┌─ MATERIAL SHOWN

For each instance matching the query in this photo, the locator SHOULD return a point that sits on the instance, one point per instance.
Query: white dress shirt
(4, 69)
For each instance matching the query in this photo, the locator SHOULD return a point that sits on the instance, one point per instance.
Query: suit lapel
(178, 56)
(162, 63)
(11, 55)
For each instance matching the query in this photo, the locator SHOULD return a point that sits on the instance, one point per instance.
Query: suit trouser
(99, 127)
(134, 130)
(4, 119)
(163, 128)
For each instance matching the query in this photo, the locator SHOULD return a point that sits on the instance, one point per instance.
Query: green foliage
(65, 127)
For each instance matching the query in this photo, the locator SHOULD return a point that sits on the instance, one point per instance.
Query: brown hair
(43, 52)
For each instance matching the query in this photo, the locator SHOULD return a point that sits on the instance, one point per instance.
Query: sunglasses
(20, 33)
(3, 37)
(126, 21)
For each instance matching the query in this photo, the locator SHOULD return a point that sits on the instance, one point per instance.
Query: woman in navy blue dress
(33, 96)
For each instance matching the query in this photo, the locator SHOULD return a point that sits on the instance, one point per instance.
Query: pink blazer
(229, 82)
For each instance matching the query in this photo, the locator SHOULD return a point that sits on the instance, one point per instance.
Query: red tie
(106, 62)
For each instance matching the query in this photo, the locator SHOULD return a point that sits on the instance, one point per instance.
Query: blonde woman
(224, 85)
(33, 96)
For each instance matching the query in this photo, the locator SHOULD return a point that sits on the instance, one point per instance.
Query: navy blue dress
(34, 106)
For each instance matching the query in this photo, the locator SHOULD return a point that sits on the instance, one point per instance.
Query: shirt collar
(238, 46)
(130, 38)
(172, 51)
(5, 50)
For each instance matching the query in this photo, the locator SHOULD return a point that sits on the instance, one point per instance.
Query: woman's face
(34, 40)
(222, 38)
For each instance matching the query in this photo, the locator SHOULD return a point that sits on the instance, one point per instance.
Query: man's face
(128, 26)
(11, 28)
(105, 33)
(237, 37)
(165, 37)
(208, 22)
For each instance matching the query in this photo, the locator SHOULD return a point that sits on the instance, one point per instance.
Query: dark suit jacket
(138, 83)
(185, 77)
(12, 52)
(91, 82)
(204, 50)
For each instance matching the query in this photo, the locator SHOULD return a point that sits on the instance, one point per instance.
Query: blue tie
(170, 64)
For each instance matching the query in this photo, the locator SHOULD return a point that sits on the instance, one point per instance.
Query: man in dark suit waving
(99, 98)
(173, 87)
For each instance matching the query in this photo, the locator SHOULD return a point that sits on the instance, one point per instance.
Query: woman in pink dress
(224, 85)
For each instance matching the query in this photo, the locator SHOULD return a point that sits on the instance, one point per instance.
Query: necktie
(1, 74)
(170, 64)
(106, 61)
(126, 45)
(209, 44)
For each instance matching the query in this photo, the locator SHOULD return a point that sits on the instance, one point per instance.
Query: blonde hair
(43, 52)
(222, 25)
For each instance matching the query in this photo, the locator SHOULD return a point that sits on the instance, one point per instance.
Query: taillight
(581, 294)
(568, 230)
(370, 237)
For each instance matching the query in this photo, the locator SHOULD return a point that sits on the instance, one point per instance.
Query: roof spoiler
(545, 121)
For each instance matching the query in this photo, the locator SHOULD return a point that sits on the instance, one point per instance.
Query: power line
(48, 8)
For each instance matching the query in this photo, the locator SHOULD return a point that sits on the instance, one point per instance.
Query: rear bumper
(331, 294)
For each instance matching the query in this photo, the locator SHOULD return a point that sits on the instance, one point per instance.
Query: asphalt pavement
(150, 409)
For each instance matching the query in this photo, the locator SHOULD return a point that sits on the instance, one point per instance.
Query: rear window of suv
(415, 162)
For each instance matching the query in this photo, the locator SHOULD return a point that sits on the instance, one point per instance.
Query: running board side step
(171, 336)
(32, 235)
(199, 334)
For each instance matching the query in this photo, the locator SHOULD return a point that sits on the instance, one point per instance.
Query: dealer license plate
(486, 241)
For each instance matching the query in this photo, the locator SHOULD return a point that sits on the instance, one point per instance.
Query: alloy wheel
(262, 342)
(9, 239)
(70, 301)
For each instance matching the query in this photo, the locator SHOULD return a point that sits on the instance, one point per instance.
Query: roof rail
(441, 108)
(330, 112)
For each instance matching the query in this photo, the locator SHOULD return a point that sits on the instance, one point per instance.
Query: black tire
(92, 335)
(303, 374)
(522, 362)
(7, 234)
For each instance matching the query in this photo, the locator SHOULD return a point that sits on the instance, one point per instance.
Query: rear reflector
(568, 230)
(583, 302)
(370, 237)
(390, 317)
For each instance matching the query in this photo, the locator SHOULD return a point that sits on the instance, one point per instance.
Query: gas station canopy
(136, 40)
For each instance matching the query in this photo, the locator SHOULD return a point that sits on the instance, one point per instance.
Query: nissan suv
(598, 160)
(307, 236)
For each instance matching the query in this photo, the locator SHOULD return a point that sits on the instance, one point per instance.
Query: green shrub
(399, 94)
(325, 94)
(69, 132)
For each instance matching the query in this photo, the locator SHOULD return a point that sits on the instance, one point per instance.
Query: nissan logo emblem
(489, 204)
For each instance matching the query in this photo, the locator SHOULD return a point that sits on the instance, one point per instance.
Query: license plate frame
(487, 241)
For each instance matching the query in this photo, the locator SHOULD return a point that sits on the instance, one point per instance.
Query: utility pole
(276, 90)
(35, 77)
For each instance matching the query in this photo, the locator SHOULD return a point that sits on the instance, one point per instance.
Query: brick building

└─

From the first line to the last, output the records word for word.

*SOLUTION FOR THIS TASK*.
For each instance matching the query in this photo, the locator SHOULD return a point that sits on the instance, one point per instance.
Query: white dress shirt
(4, 69)
For each instance matching the query in this photo, the locator SHOULD return a point that sits on the instance, one point per instance.
Query: suit lapel
(178, 56)
(162, 63)
(11, 55)
For each instance matching the query in this photo, the locator SHOULD return a point that sits on the instance, one point per instance.
Query: suit trouser
(99, 127)
(134, 130)
(4, 119)
(163, 128)
For each instance matching the query in this photo, the locator SHOULD return a point that sits on the instance, one point per instance.
Query: green foliage
(65, 127)
For each instance matching the query in this photo, the locator SHOULD return a point that sits on the instance, one point per instance.
Query: brown hair
(43, 52)
For each instance matching the query in this photo, the locator SHOULD return a point that sits on the instance, one point per instance.
Query: sunglasses
(20, 33)
(3, 37)
(126, 21)
For each instance matching the query in this photo, the locator SHOULD return a point that sits on the instance, one point per instance.
Query: woman in navy blue dress
(33, 96)
For each instance matching the query in this photo, the locator SHOULD return a point that sits on the instance, one point per instance.
Query: pink blazer
(229, 82)
For each instance matching the query in this photo, the locator SHOULD return a point that sits on the instance, one point per instance.
Query: red tie
(106, 62)
For each instance matching the query in this photo, the locator SHOULD return a point that sits on the instance, one point per instance.
Query: blonde woman
(224, 85)
(33, 96)
For each instance matching the query in this photo, the locator SHOULD return a point that sits on the instance, one point per instance.
Query: navy blue dress
(34, 106)
For each instance matching the query in this photo, the locator SHOULD return a point that sits on the instance, one point per instance.
Query: shirt collar
(238, 46)
(130, 38)
(172, 51)
(5, 50)
For each instance matching the query in this photo, the locator SHOULD return a point that sits on the instance, one point per instance.
Query: woman's face
(34, 40)
(222, 38)
For each instance matching the query in this photo, the locator SHOULD return a point that sits on the instance, one point per instance.
Query: man's face
(128, 26)
(11, 28)
(105, 33)
(237, 37)
(165, 37)
(208, 22)
For each instance matching the query in this photo, the locator SHOULD return a point that sits on the instance, one point per instance.
Query: dark suit jacket
(138, 83)
(185, 77)
(12, 52)
(91, 82)
(204, 50)
For each instance matching the query in this photo, the locator SHOULD return a point that sits on the instance, one point per instance.
Query: blue tie
(170, 64)
For each instance matching the query in this photo, the locator SHOULD return a point that sits on the instance, one point per instance.
Query: man in dark suit waving
(99, 98)
(173, 87)
For each instance matching the query in this photo, the locator SHOULD return a point that sits on the instance, one point per instance.
Query: woman in pink dress
(224, 85)
For each instance matching the query in this photo, the locator SHOULD return a point that sits on the instance, one point per instance.
Query: necktie
(1, 74)
(170, 64)
(106, 61)
(126, 45)
(209, 44)
For each instance matching the query in this photo, the locator SHOULD return a point that sits on the instance, one point per instance.
Query: blonde hair
(43, 52)
(222, 25)
For each instance matching the query in this photo, the locator SHOULD return a point that sits on the instance, one point per instance.
Query: taillight
(581, 294)
(568, 230)
(370, 237)
For each instance matching the query in this photo, the locator SHOULD return a point that sits on the instance, one point per instance.
Query: roof spoiler
(545, 121)
For each instance matching the query in this photo, the locator SHOULD return a point that sits on the instance, one point per instance.
Query: power line
(48, 8)
For each instance matching the query in this photo, the locator SHOULD return a point that sits on the instance, one point per instance.
Query: rear bumper
(331, 294)
For each instance matching the query in this photo, the locator SHOULD return a point that sits on the instance, one point per instance.
Query: asphalt pavement
(150, 409)
For each instance matching the query in this photo, the locator SHOULD return a point that sits on the instance, one point per instance.
Query: rear window of suv
(415, 162)
For each instance matching the query in this photo, the locator SHOULD return a point that sits on the instance, one point per instance.
Query: running board side step
(171, 336)
(32, 235)
(199, 334)
For each instance matching the query in this photo, the locator SHOULD return a point that sits on the instance, one point per instance.
Query: dealer license plate
(486, 241)
For each instance matching the query in this photo, the locator SHOULD return a point that sits on the instance, one point per instance.
Query: alloy wheel
(262, 342)
(9, 239)
(70, 301)
For each instance matching the query in this photo, the locator SHOULD return a point that sits on the instance, one point per instance.
Query: roof rail
(441, 108)
(330, 112)
For each instance matching the query in this photo, the locator SHOULD return a point that sits on the instance, one point per instance.
Query: black tire
(92, 335)
(303, 374)
(522, 362)
(7, 234)
For each instance matching the query in this photo, the locator SHOULD return a point that sits on the instance, one point per instance.
Query: rear reflector
(568, 230)
(583, 302)
(370, 237)
(390, 317)
For each instance matching the query in this photo, the locator SHOULD return a point that sits on the instance, one point per instance.
Query: gas station canopy
(136, 40)
For each instance matching the query in this photo, the locator SHOULD return a point that sits on the instance, one point per instance.
Query: nissan suv
(598, 160)
(307, 236)
For each instance matching the query in this photo, the locator SHOULD return a point that sits on the instance, one point per instance.
Query: green shrub
(399, 94)
(325, 94)
(69, 132)
For each instance matching the query in this photo, the locator SHOULD return a point that sits on the instance, one point per instance.
Query: nissan logo emblem
(489, 204)
For each instance matching the query in this photo, the locator SHOULD return a point that sits on the instance, one point per instance.
Query: license plate frame
(487, 241)
For each instance matching the query in this photo, the locator SHOULD return a point that sits on the instance, one point per instance.
Query: utility pole
(276, 90)
(35, 77)
For each instance matching the query in this photo, the locator SHOULD return a point that sits on the instance, one point per instance.
Query: brick building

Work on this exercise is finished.